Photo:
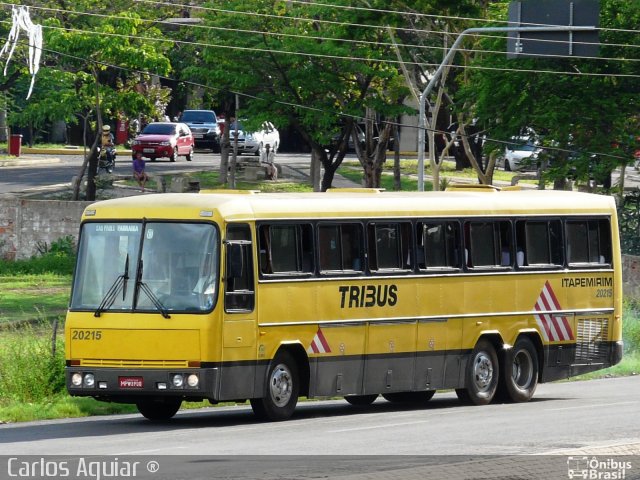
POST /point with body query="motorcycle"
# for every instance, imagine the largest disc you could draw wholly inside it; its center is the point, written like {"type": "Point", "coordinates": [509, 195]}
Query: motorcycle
{"type": "Point", "coordinates": [106, 159]}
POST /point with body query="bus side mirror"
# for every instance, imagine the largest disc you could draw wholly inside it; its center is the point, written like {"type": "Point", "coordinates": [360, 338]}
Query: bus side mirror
{"type": "Point", "coordinates": [235, 261]}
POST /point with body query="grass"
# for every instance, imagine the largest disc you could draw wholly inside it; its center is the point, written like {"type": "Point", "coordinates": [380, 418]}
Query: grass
{"type": "Point", "coordinates": [409, 171]}
{"type": "Point", "coordinates": [29, 297]}
{"type": "Point", "coordinates": [211, 181]}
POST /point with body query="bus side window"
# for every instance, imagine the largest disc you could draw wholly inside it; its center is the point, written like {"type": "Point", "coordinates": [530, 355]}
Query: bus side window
{"type": "Point", "coordinates": [340, 247]}
{"type": "Point", "coordinates": [389, 246]}
{"type": "Point", "coordinates": [490, 244]}
{"type": "Point", "coordinates": [439, 245]}
{"type": "Point", "coordinates": [286, 248]}
{"type": "Point", "coordinates": [588, 241]}
{"type": "Point", "coordinates": [239, 289]}
{"type": "Point", "coordinates": [540, 242]}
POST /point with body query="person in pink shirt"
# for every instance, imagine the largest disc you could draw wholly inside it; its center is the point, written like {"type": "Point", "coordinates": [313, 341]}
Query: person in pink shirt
{"type": "Point", "coordinates": [138, 170]}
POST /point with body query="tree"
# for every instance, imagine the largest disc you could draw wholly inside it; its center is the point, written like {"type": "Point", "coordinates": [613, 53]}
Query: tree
{"type": "Point", "coordinates": [303, 70]}
{"type": "Point", "coordinates": [578, 104]}
{"type": "Point", "coordinates": [93, 63]}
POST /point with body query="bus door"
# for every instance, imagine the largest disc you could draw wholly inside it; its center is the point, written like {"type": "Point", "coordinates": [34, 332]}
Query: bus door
{"type": "Point", "coordinates": [239, 328]}
{"type": "Point", "coordinates": [433, 359]}
{"type": "Point", "coordinates": [391, 356]}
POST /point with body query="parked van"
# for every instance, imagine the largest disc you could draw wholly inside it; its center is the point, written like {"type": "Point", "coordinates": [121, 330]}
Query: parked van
{"type": "Point", "coordinates": [204, 127]}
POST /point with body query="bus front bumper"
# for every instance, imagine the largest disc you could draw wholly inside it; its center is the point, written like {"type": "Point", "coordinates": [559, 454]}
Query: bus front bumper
{"type": "Point", "coordinates": [120, 384]}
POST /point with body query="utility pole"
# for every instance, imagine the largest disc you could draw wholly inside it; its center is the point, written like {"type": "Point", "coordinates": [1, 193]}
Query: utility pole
{"type": "Point", "coordinates": [447, 60]}
{"type": "Point", "coordinates": [232, 179]}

* Exercise directions *
Quote each line of the listing exactly, but leave the pictures out.

* Worked solution *
Photo:
POST /point with body query="motorcycle"
# for every instance, imagine the largest disc you could draw wholly inside it; its center is the point, written like {"type": "Point", "coordinates": [509, 195]}
Query: motorcycle
{"type": "Point", "coordinates": [106, 159]}
POST /point with body query="bus side mirror"
# for every instance, imagine the largest disc you could draw wholly inside it; its center is the point, written like {"type": "Point", "coordinates": [360, 338]}
Query: bus side mirror
{"type": "Point", "coordinates": [235, 261]}
POST /point with body query="grass"
# for every instance, imagine the largest disc you could draw wholly inside it; its center is the point, written like {"type": "Point", "coordinates": [380, 418]}
Query: grass
{"type": "Point", "coordinates": [409, 171]}
{"type": "Point", "coordinates": [29, 297]}
{"type": "Point", "coordinates": [211, 181]}
POST /point with body query="bus side window"
# for every instance, imagine the largest disc you could draw wholly inside it; its center is the point, written like {"type": "Point", "coordinates": [530, 355]}
Query: bus side window
{"type": "Point", "coordinates": [340, 247]}
{"type": "Point", "coordinates": [389, 246]}
{"type": "Point", "coordinates": [490, 244]}
{"type": "Point", "coordinates": [439, 245]}
{"type": "Point", "coordinates": [286, 248]}
{"type": "Point", "coordinates": [588, 241]}
{"type": "Point", "coordinates": [239, 289]}
{"type": "Point", "coordinates": [540, 242]}
POST /point with body query="person in pink shirt"
# for every instance, imagine the largest disc you could draw wholly inside it; its center is the point, written like {"type": "Point", "coordinates": [313, 341]}
Query: person in pink shirt
{"type": "Point", "coordinates": [138, 170]}
POST /point with body query="tree"
# for every instance, imagine the largest disc you could draw wholly inside it; its center is the point, written like {"type": "Point", "coordinates": [613, 53]}
Query: tree
{"type": "Point", "coordinates": [303, 70]}
{"type": "Point", "coordinates": [578, 104]}
{"type": "Point", "coordinates": [93, 63]}
POST /point with body query="bus door"
# for every instance, imagine the largest disc you could draw wholly inside it; its center is the point, written like {"type": "Point", "coordinates": [34, 332]}
Query: bus door
{"type": "Point", "coordinates": [239, 328]}
{"type": "Point", "coordinates": [433, 359]}
{"type": "Point", "coordinates": [391, 356]}
POST /point with body query="parked van"
# for every instance, imagine the largest disc you could draw wholly inside it; its center is the point, written like {"type": "Point", "coordinates": [121, 330]}
Query: parked van
{"type": "Point", "coordinates": [204, 127]}
POST /point with body query="bus front bumper"
# for every instance, imagine the largest disc you could draw wholly inside it; its center is the point, written like {"type": "Point", "coordinates": [559, 454]}
Query: bus front bumper
{"type": "Point", "coordinates": [120, 384]}
POST /point with body query="utility pole"
# for every instance, imagine the largest disc you could draw wholly inside it; its center is the point, written like {"type": "Point", "coordinates": [1, 193]}
Query: utility pole
{"type": "Point", "coordinates": [447, 60]}
{"type": "Point", "coordinates": [232, 179]}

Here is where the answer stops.